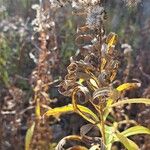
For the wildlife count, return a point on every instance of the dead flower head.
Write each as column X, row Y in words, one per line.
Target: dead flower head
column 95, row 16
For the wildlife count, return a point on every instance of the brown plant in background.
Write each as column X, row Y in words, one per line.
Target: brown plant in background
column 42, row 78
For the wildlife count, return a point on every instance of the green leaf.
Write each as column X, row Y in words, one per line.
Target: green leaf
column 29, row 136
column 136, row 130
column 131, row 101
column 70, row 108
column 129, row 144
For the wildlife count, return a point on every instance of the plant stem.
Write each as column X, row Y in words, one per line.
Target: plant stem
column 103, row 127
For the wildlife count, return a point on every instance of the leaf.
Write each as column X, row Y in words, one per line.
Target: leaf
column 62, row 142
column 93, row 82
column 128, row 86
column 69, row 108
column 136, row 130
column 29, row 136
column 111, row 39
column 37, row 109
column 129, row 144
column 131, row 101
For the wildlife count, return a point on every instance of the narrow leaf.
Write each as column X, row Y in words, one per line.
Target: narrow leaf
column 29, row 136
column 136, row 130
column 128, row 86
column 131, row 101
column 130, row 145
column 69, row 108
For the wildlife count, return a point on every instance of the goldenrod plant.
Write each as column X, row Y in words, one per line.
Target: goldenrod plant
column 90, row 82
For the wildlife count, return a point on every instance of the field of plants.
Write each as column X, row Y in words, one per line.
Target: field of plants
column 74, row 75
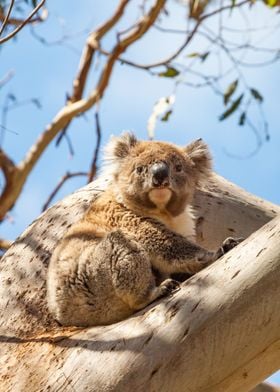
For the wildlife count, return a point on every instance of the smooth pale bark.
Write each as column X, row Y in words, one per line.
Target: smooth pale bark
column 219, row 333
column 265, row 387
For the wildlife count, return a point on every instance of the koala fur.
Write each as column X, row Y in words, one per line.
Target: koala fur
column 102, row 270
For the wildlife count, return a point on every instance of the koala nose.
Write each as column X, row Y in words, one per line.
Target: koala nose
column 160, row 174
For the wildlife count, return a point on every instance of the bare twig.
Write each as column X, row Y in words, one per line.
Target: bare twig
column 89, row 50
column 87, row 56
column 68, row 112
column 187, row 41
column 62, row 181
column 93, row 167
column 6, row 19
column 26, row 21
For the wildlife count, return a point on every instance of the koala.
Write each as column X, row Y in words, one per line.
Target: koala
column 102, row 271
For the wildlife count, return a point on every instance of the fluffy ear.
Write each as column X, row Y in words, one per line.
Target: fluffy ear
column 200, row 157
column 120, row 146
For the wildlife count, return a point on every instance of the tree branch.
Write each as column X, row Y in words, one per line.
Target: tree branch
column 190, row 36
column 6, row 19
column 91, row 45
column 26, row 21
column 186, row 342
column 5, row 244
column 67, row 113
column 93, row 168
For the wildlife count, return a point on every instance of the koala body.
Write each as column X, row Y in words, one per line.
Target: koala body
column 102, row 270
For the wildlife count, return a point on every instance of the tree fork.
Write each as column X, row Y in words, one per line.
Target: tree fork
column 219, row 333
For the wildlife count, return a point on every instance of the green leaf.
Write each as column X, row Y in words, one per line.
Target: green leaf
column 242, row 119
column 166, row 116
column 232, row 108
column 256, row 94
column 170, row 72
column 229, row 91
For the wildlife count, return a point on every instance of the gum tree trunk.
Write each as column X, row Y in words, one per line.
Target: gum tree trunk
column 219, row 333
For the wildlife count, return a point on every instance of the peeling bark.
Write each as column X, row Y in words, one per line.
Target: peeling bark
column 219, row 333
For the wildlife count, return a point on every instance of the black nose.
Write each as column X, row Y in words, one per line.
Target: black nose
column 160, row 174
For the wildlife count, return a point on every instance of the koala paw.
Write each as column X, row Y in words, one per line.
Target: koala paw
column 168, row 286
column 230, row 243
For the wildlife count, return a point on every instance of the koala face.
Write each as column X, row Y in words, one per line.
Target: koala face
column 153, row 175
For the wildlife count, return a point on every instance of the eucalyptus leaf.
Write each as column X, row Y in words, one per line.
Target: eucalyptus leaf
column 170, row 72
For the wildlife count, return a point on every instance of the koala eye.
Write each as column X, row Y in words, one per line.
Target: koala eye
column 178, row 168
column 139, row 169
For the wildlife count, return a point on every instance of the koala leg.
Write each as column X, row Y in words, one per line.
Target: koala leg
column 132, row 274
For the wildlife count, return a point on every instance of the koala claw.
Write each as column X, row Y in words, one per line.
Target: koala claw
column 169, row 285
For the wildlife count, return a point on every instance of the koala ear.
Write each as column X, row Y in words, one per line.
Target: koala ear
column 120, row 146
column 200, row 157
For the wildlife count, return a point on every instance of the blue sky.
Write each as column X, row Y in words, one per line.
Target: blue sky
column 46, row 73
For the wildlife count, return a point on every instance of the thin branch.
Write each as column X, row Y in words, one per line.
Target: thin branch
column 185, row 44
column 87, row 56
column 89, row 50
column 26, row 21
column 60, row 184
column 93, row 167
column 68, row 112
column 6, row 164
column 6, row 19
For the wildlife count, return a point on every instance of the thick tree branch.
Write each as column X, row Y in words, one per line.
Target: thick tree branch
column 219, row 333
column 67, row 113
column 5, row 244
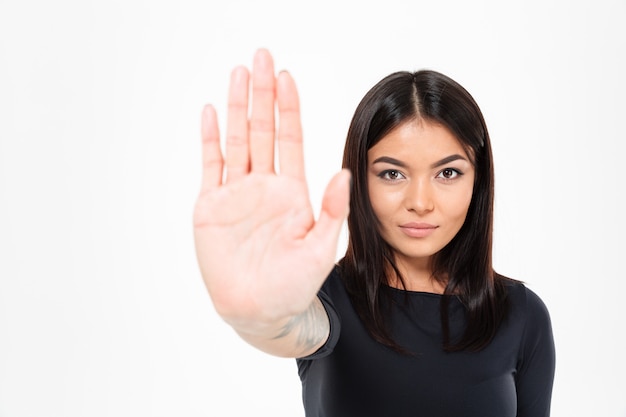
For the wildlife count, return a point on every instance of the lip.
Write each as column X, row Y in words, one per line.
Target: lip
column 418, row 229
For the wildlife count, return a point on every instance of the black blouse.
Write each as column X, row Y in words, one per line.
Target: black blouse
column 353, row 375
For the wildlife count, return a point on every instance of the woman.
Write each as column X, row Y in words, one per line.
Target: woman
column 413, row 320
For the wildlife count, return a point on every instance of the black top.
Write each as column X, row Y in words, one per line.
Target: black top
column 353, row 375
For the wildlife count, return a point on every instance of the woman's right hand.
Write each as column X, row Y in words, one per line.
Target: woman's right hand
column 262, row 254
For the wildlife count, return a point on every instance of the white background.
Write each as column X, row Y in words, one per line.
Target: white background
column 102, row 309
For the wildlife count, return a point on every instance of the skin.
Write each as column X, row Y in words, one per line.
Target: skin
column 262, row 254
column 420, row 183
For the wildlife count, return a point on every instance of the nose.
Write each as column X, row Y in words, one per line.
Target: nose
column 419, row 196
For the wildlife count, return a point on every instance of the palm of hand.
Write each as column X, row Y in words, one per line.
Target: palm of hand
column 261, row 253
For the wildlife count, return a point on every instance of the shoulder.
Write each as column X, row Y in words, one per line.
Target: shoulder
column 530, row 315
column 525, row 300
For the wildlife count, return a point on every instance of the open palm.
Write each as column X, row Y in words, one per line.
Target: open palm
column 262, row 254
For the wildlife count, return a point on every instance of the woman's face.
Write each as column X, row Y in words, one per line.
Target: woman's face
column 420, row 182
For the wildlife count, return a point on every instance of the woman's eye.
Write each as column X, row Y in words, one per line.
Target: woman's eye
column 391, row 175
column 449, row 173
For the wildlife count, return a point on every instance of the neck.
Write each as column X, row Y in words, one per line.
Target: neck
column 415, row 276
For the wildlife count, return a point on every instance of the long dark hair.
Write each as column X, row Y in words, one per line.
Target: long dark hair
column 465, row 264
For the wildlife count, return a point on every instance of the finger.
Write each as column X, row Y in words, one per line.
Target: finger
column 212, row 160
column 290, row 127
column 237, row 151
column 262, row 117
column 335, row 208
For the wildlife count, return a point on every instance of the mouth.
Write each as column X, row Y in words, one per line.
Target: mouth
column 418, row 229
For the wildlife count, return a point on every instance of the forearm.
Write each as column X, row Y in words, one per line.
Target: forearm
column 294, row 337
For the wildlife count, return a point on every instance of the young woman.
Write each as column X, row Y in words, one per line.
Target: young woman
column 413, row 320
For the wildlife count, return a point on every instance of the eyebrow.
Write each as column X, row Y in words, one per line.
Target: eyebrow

-----

--- YOUR OBJECTIVE ---
Please repeat every record exactly as it stands, leaving out any pictures.

--- REPLY ---
For the wildlife count, return a point on every instance of the dead flower head.
Write each as column X, row Y in words, one per line.
Target: dead flower head
column 95, row 16
For the wildlife count, return a point on every instance of the brown plant in background.
Write each as column X, row Y in words, one per line.
Target: brown plant in background
column 42, row 78
For the wildlife count, return a point on every instance of the green leaf.
Write each as column X, row Y in words, one per line.
Target: green leaf
column 29, row 136
column 136, row 130
column 131, row 101
column 70, row 108
column 129, row 144
For the wildlife count, return a point on every instance of the plant stem.
Write each as column X, row Y in words, one per line.
Target: plant stem
column 103, row 127
For the wildlife count, return a point on every instance of the leaf.
Write each as column X, row Y in words, one per line.
Target: leaf
column 62, row 142
column 93, row 82
column 128, row 86
column 69, row 108
column 136, row 130
column 29, row 136
column 111, row 39
column 37, row 109
column 129, row 144
column 131, row 101
For the wildlife count, return a point on every instance of the narrow leaf.
Write each as column X, row Y in words, one per line.
Target: narrow leaf
column 29, row 136
column 136, row 130
column 128, row 86
column 131, row 101
column 130, row 145
column 69, row 108
For the wildlife count, return a point on every instance of the goldenrod plant.
Write each as column X, row Y in words, one per line.
Target: goldenrod plant
column 90, row 82
For the wildlife count, return a point on every instance of the field of plants.
Write each as column X, row Y in words, one per line.
Target: field of plants
column 74, row 75
For the wildlife count, return a point on every instance of the smooth pale bark.
Write each as column X, row Y in words, one per line.
Target: smooth pale bark
column 219, row 333
column 265, row 387
For the wildlife count, return a point on every instance of the koala fur.
Write each as column X, row Y in words, one per line.
Target: koala fur
column 102, row 270
For the wildlife count, return a point on every instance of the koala nose.
Write each as column X, row Y in words, one per line.
Target: koala nose
column 160, row 174
For the wildlife count, return a point on every instance of the bare twig.
Write each as column X, row Y in words, one per line.
Target: bare twig
column 89, row 50
column 87, row 56
column 68, row 112
column 187, row 41
column 62, row 181
column 93, row 167
column 6, row 19
column 26, row 21
For the wildlife count, return a point on every instance of the koala.
Write each as column X, row Y in words, one per line.
Target: koala
column 102, row 271
For the wildlife count, return a point on every instance of the fluffy ear.
Write each as column X, row Y in words, one per line.
Target: fluffy ear
column 200, row 157
column 120, row 146
For the wildlife count, return a point on every instance of the tree branch.
Write each as column X, row Y in words, one per line.
Target: tree branch
column 190, row 36
column 6, row 19
column 91, row 45
column 26, row 21
column 186, row 342
column 5, row 244
column 67, row 113
column 93, row 168
For the wildlife count, return a point on every instance of the koala body.
Write each as column X, row Y in words, one per line.
Target: koala body
column 102, row 270
For the wildlife count, return a point on every instance of the tree fork.
Write each as column X, row Y in words, one per line.
Target: tree fork
column 219, row 333
For the wildlife count, return a point on every instance of the green leaf.
Write each as column X, row Y in words, one per line.
Target: green leaf
column 242, row 119
column 166, row 116
column 232, row 108
column 256, row 94
column 170, row 72
column 229, row 91
For the wildlife count, return a point on every instance of the gum tree trunk.
Write each as column X, row Y in words, one per line.
Target: gum tree trunk
column 219, row 333
For the wildlife count, return a point on every instance of the peeling bark.
Write each as column X, row Y in words, one per line.
Target: peeling bark
column 219, row 333
For the wildlife count, return a point on every instance of the black nose.
Write each as column X, row Y in words, one per line.
Target: black nose
column 160, row 174
For the wildlife count, return a point on every instance of the koala paw.
Write each as column X, row Y in words, one per line.
Target: koala paw
column 168, row 286
column 230, row 243
For the wildlife count, return a point on every instance of the koala face.
Write each as column X, row Y in words, one per line.
Target: koala face
column 153, row 175
For the wildlife count, return a point on every instance of the eucalyptus leaf.
Write each as column X, row Y in words, one per line.
Target: eucalyptus leaf
column 170, row 72
For the wildlife count, return a point on every instance of the koala eye.
Write each as column X, row Y in words, one per line.
Target: koala eye
column 178, row 168
column 139, row 169
For the wildlife count, return a point on every instance of the koala leg.
Write each as column X, row Y in words, one per line.
Target: koala leg
column 132, row 274
For the wildlife count, return a point on every instance of the koala claw.
Write each as column X, row Y in words, one per line.
Target: koala claw
column 169, row 285
For the wildlife count, return a point on every instance of the koala ear.
Write each as column X, row Y in words, one per line.
Target: koala ear
column 120, row 146
column 200, row 157
For the wildlife count, return a point on every instance of the blue sky.
Write each as column X, row Y in words, one per line.
Target: blue sky
column 46, row 73
For the wildlife count, return a point on every instance of the thin branch.
Write each as column X, row Y in words, one per line.
Target: thin branch
column 185, row 44
column 87, row 56
column 89, row 50
column 26, row 21
column 60, row 184
column 93, row 167
column 68, row 112
column 6, row 164
column 6, row 19
For the wildlife count, return a point on every instance of the thick tree branch.
Write each as column X, row Y in words, one per line.
Target: thick tree branch
column 219, row 333
column 67, row 113
column 5, row 244
For the wildlife count, return a point on every instance of the lip.
Write each as column X, row Y in words, one per line.
Target: lip
column 418, row 229
For the wildlife count, return a point on every instance of the black blouse.
Write each as column X, row Y in words, one per line.
Target: black blouse
column 353, row 375
For the wildlife count, return a point on every instance of the woman.
Write each as column X, row Y in words, one per line.
Target: woman
column 413, row 320
For the wildlife count, return a point on every instance of the black top.
Write each as column X, row Y in words, one per line.
Target: black top
column 353, row 375
For the wildlife count, return a point on every instance of the woman's right hand.
Write each as column X, row Y in words, one per line.
Target: woman's right hand
column 262, row 254
For the wildlife count, return a point on every instance of the white background.
Write each as column X, row Y in words, one per line.
Target: white background
column 102, row 309
For the wildlife count, return a point on every instance of the skin.
Write each as column X, row Y in words, one per line.
Target: skin
column 262, row 254
column 420, row 183
For the wildlife count, return a point on every instance of the nose.
Write each as column X, row Y in words, one per line.
Target: nose
column 419, row 196
For the wildlife count, return a point on every instance of the palm of hand.
Write each as column X, row Y in words, one per line.
Target: palm of hand
column 261, row 253
For the wildlife count, return a point on every instance of the shoulder.
Write each as column X, row Y in words, one per line.
Target: shoulder
column 530, row 315
column 525, row 300
For the wildlife count, return a point on every instance of the open palm.
Write each as column X, row Y in words, one per line.
Target: open palm
column 262, row 254
For the wildlife count, return a point on every instance of the woman's face.
Write each as column X, row Y in words, one per line.
Target: woman's face
column 420, row 182
For the wildlife count, return a point on every instance of the woman's eye.
Write each as column X, row Y in words, one per line.
Target: woman's eye
column 391, row 175
column 449, row 173
For the wildlife count, return a point on every instance of the neck.
Write each as column X, row Y in words, one per line.
Target: neck
column 415, row 276
For the wildlife count, return a point on every instance of the long dark hair.
Write each as column X, row Y in words, one per line.
Target: long dark hair
column 465, row 264
For the wildlife count, return a point on every instance of the finger.
Write each as column X, row Y in words, one per line.
Target: finger
column 212, row 160
column 290, row 127
column 237, row 151
column 262, row 117
column 335, row 208
For the wildlife count, return a point on every instance of the mouth.
Write each as column X, row Y in words, one per line.
Target: mouth
column 418, row 229
For the wildlife count, return a point on every instance of the forearm.
Write each as column X, row Y in words, one per line.
Target: forearm
column 294, row 337
For the wildlife count, return a point on every instance of the young woman.
Write each as column X, row Y in words, one per line.
Target: young woman
column 413, row 320
For the wildlife count, return a point on every instance of the eyebrow.
Write each as column X, row Y in words, one per line.
Target: eyebrow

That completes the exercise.